▶ _What to produce_
From the data below, reproduce verbatim the lines beginning with the line that contains "Bet you can't find black" and ending with the line that contains "[75,573,116,678]", including both of those lines.

▶ _Information supplied_
----------------------------------------
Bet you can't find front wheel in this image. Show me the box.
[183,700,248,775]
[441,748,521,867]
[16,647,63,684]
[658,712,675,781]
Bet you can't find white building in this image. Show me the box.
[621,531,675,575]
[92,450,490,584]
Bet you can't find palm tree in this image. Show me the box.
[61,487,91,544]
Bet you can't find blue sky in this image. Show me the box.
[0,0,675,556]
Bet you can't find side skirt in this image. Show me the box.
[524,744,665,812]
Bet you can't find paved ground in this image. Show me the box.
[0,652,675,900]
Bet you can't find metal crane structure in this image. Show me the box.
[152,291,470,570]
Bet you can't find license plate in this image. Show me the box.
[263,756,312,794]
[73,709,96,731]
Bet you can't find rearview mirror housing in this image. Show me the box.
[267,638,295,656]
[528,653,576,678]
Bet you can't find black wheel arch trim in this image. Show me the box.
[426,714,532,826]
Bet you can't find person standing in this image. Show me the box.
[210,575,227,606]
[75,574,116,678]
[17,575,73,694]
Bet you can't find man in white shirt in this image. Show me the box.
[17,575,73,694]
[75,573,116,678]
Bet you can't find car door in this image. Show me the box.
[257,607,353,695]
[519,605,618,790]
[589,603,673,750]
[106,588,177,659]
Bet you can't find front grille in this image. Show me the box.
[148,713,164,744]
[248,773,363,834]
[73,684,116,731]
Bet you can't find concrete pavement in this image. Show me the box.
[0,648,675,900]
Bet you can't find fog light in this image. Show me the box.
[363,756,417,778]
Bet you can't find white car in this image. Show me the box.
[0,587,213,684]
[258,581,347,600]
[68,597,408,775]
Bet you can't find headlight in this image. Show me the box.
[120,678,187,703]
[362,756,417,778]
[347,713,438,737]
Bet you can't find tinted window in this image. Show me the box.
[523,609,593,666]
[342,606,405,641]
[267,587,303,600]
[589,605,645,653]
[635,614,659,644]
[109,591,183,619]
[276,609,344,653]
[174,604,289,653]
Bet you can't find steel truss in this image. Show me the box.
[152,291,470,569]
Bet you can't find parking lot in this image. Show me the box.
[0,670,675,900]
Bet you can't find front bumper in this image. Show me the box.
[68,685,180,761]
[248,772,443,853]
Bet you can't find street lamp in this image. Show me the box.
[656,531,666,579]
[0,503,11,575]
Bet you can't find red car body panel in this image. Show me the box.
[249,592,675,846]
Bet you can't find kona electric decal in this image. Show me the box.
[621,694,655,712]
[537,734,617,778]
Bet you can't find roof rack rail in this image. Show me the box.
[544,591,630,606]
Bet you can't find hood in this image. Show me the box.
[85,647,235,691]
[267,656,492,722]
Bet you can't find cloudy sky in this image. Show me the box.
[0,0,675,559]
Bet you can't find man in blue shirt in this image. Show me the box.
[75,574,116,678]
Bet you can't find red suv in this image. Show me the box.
----------------------------------------
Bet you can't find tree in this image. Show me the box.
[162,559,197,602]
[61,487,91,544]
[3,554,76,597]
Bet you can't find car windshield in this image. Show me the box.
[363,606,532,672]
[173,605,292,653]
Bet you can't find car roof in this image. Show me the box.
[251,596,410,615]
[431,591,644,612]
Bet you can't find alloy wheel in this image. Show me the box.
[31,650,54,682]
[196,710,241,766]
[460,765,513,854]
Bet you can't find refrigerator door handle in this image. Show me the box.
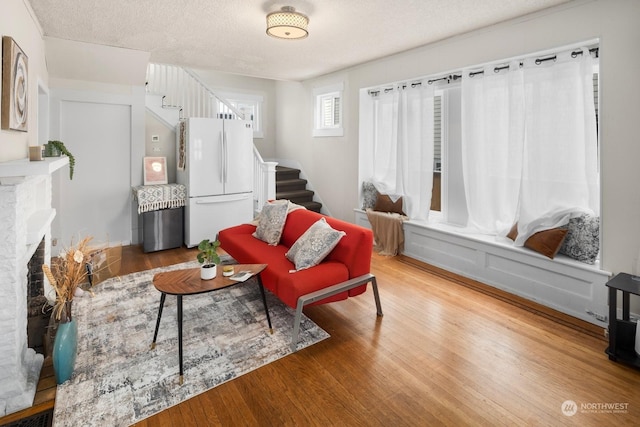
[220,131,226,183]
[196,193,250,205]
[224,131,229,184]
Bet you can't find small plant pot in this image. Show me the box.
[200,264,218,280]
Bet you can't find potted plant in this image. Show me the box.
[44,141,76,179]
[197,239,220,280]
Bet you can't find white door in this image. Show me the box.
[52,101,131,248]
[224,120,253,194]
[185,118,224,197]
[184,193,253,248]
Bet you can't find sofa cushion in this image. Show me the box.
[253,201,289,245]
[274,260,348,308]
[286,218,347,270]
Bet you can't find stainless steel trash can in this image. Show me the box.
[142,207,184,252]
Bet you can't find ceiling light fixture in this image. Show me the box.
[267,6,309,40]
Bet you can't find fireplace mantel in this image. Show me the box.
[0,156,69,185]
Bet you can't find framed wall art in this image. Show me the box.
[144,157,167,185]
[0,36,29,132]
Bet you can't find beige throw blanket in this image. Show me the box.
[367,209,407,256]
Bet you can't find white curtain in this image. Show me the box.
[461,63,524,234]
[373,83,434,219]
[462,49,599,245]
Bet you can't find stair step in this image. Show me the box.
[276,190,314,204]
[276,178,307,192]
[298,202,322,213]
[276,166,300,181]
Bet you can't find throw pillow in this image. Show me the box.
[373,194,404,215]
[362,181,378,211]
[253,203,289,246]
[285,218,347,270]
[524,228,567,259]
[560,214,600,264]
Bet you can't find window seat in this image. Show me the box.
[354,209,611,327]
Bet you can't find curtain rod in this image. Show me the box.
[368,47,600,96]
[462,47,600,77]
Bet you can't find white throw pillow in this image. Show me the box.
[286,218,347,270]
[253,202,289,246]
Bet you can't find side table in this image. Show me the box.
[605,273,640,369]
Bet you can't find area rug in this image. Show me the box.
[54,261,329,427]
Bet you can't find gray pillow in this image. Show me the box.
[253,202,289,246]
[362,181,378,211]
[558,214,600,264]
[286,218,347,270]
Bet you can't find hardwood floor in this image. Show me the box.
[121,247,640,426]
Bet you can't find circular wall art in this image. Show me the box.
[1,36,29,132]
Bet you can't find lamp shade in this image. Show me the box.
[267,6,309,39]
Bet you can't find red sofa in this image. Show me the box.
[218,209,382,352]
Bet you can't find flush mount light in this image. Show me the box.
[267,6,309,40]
----------------------------------------
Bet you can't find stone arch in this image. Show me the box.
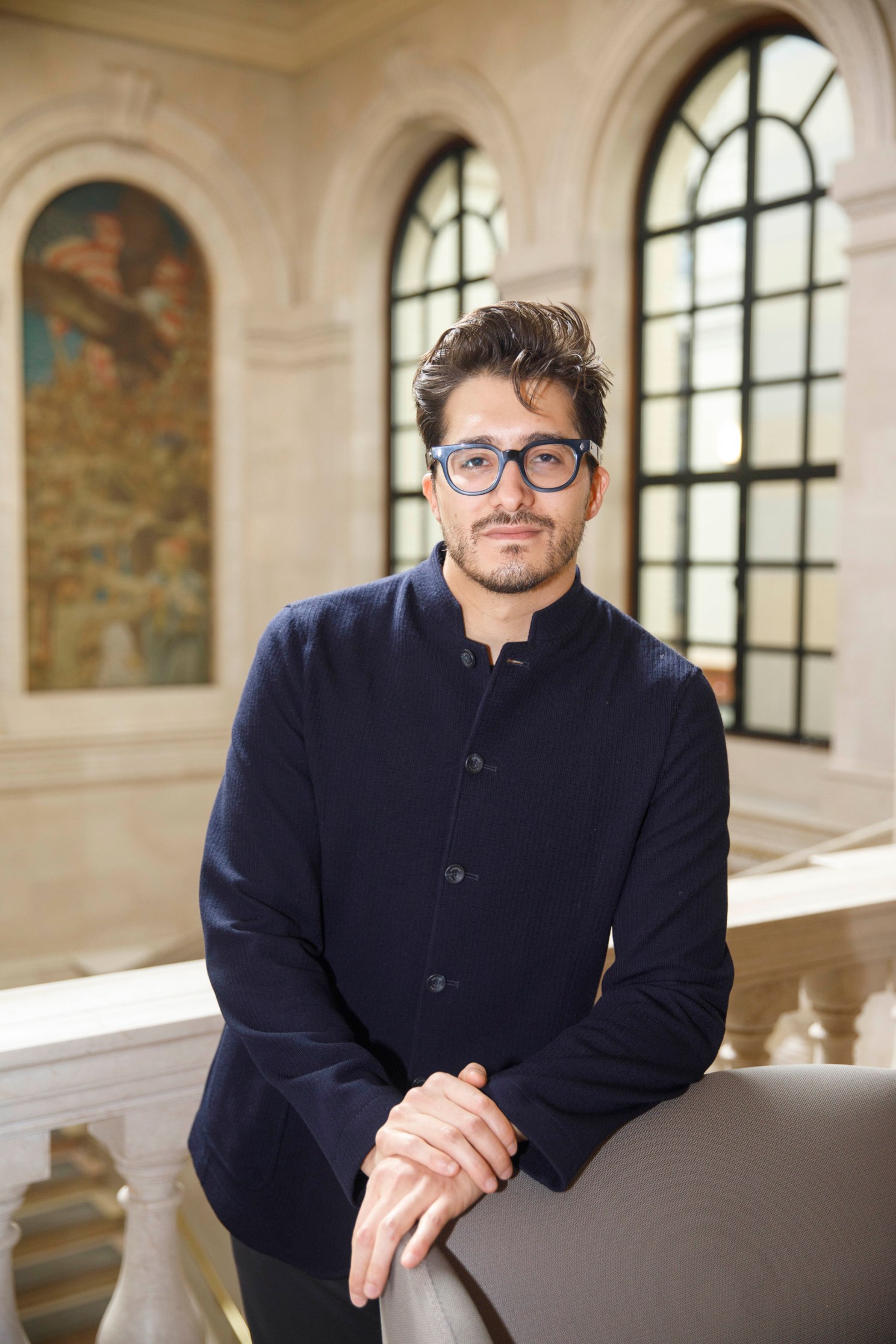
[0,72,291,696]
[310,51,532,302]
----------------------------------------
▶ _Solution to this task_
Bet you can't find black wheel arch trim in this image. Show me the box.
[426,714,532,826]
Bet you can't find person standing in this image. Show me the box.
[210,575,227,606]
[75,574,116,678]
[17,575,73,694]
Bet you can't find man in white shirt in this image. Show me the box.
[17,575,73,694]
[75,573,116,678]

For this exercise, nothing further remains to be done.